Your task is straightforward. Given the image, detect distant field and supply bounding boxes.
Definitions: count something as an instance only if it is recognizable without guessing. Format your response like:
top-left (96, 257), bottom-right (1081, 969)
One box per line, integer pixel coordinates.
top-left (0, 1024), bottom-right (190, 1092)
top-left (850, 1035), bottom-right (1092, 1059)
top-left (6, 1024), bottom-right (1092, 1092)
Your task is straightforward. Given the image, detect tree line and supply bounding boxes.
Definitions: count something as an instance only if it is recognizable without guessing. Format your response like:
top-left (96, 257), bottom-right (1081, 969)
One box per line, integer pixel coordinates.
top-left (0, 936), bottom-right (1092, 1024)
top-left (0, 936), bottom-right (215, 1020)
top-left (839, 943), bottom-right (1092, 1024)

========================================================================

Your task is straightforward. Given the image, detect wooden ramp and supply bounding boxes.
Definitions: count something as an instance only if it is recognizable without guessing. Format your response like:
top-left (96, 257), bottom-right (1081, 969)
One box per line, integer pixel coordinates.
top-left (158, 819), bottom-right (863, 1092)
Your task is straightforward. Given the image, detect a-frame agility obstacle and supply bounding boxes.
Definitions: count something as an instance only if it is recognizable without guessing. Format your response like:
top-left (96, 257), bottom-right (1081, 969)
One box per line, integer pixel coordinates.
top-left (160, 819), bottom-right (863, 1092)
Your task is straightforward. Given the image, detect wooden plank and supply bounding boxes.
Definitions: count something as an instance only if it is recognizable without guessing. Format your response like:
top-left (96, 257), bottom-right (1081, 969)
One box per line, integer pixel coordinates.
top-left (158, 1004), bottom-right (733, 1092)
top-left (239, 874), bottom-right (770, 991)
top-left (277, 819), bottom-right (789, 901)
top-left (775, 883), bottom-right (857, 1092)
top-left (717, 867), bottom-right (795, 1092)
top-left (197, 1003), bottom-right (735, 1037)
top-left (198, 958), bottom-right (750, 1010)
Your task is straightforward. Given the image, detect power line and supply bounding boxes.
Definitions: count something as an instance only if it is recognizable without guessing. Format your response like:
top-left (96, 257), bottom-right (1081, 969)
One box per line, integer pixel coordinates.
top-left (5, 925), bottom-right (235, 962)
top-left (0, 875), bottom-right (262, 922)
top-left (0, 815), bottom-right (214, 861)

========================================================================

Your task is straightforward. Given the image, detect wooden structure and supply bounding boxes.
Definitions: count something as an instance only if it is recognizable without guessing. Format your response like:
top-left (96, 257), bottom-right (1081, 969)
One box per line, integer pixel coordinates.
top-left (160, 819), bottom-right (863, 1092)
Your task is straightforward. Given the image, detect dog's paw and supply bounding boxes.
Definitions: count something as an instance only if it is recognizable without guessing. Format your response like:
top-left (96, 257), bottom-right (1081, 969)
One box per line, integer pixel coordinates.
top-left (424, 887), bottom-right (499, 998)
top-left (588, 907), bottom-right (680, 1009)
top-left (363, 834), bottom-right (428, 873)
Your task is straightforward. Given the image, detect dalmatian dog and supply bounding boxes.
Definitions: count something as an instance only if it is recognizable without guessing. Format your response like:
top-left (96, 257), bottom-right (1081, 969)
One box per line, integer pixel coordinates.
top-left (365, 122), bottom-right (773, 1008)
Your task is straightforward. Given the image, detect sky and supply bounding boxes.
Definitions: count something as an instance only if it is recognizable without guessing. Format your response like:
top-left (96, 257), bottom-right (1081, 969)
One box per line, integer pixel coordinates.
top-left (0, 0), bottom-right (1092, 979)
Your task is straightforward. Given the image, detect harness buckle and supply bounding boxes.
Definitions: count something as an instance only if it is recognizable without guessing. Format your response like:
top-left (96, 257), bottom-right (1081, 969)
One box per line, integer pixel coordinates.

========================================================================

### GOAL OF THE EXERCISE
Recast the records between the lines holding "Your task is straightforward. Given the image, detect distant" and "top-left (839, 943), bottom-right", inclusive, as a two-column CSV with the columns instruction and boxes. Give one row per record, with its text and its answer each in a single quoted field and line breaks turned into spaces.

### EXERCISE ANSWER
instruction,boxes
"Your task is straightforward. Given the image, detect distant field and supply bounding boxes. Definitions: count something as an instance only if it is recognizable without guessing. Format your response like: top-left (96, 257), bottom-right (1081, 969) One box per line, integer pixel coordinates.","top-left (0, 1024), bottom-right (190, 1092) top-left (850, 1035), bottom-right (1092, 1059) top-left (6, 1024), bottom-right (1092, 1092)"
"Your task is straightforward. Given the image, detect tree line and supply bounding boxes. Definitions: count something as an instance only if it is recognizable without guessing. Format your response like: top-left (96, 257), bottom-right (1081, 969) One box per line, integer pixel coordinates.","top-left (0, 936), bottom-right (1092, 1024) top-left (0, 936), bottom-right (215, 1020) top-left (839, 943), bottom-right (1092, 1024)"